Direction A:
Using the ghes_edac patch below, answer yes or no to each statement and quote the words of the patch that decide it. (i) The patch replaces a mutex with a spinlock. (ii) ghes_edac_report_mem_error() is called in NMI context. (iii) The patch changes three files.
Direction B:
Resume the ghes_edac patch below, continuing the code after its last line. Don't continue the data.

[start of Extracted text]

We're enumerating the DIMMs through a DMI walk and since we can't get
any more detailed topological information about which DIMMs belong to
which memory controller, convert it to a single, logical controller
which contains all the DIMMs.

The error reporting path from GHES ghes_edac_report_mem_error() doesn't
get called in NMI context but add a warning about it to catch any
changes in the future as if so, our locking scheme will be insufficient
then.

Signed-off-by: Borislav Petkov <bp@suse.de>
---
 drivers/edac/ghes_edac.c | 116 +++++++++++++++++++++--------------------------
 1 file changed, 51 insertions(+), 65 deletions(-)

diff --git a/drivers/edac/ghes_edac.c b/drivers/edac/ghes_edac.c
index 6f80eb65c26c..e790d64b8edd 100644
--- a/drivers/edac/ghes_edac.c
+++ b/drivers/edac/ghes_edac.c
@@ -28,10 +28,15 @@ struct ghes_edac_pvt {
 	char msg[80];
 };
 
-static LIST_HEAD(ghes_reglist);
-static DEFINE_MUTEX(ghes_edac_lock);
-static int ghes_edac_mc_num;
+static atomic_t ghes_init = ATOMIC_INIT(0);
+static struct ghes_edac_pvt *ghes_pvt;
 
+/*
+ * Sync with other, potentially concurrent callers of
+ * ghes_edac_report_mem_error(). We don't know what the
+ * "inventive" firmware would do.
+ */
+static DEFINE_SPINLOCK(ghes_lock);
 
 /* Memory Device - Type 17 of SMBIOS spec */
 struct memdev_dmi_entry {
@@ -169,18 +174,26 @@ void ghes_edac_report_mem_error(struct ghes *ghes, int sev,
 	enum hw_event_mc_err_type type;
 	struct edac_raw_error_desc *e;
 	struct mem_ctl_info *mci;
-	struct ghes_edac_pvt *pvt = NULL;
+	struct ghes_edac_pvt *pvt = ghes_pvt;
+	unsigned long flags;
 	char *p;
 	u8 grain_bits;
 
-	list_for_each_entry(pvt, &ghes_reglist, list) {
-		if (ghes == pvt->ghes)
-			break;
-	}
 	if (!pvt) {
 		pr_err("Internal error: Can't find EDAC structure\n");
 		return;
 	}
+
+	/*
+	 * We can do the locking below because GHES defers error processing
+	 * from NMI to IRQ context. Whenever that changes, we'd at least
+	 * know.

[end of Extracted text]
[start of Information provided]

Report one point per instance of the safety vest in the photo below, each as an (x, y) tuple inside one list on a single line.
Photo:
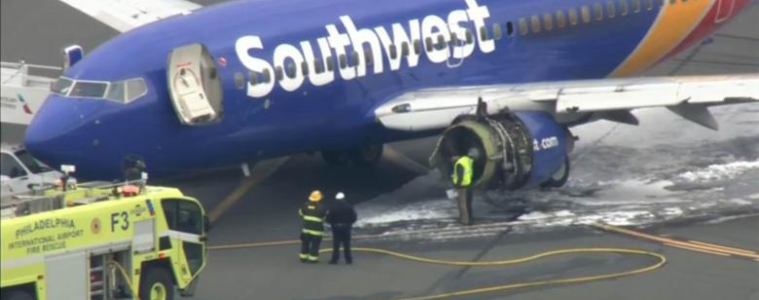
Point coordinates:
[(466, 162), (313, 218)]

[end of Information provided]

Final result A:
(i) Yes: "-static DEFINE_MUTEX(ghes_edac_lock);" and "+static DEFINE_SPINLOCK(ghes_lock);"
(ii) No: "doesn't get called in NMI context"
(iii) No: "1 file changed"

Final result B:
+	 */
+	if (WARN_ON_ONCE(in_nmi()))
+		return;
+
+	spin_lock_irqsave(&ghes_lock, flags);
+
 	mci = pvt->mci;
 	e = &mci->error_desc;
 
@@ -398,8 +411,8 @@ void ghes_edac_report_mem_error(struct ghes *ghes, int sev,
 		       (e->page_frame_number << PAGE_SHIFT) | e->offset_in_page,
 		       grain_bits, e->syndrome, pvt->detail_location);
 
-	/* Report the error via EDAC API */
 	edac_raw_mc_handle_error(type, mci, e);
+	spin_unlock_irqrestore(&ghes_lock, flags);
 }
 EXPORT_SYMBOL_GPL(ghes_edac_report_mem_error);
 
@@ -409,9 +422,14 @@ int ghes_edac_register(struct ghes *ghes, struct device *dev)
 	int rc, num_dimm = 0;
 	struct mem_ctl_info *mci;
 	struct edac_mc_layer layers[1];
-	struct ghes_edac_pvt *pvt;
 	struct ghes_edac_dimm_fill dimm_fill;
 
+	/*
+	 * We have only one logical memory controller to which all DIMMs belong.
+	 */
+	if (atomic_inc_return(&ghes_init) > 1)
+		return 0;
+
 	/* Get the number of DIMMs */
 	dmi_walk(ghes_edac_count_dimms, &num_dimm);
 
@@ -425,26 +443,17 @@ int ghes_edac_register(struct ghes *ghes, struct device *dev)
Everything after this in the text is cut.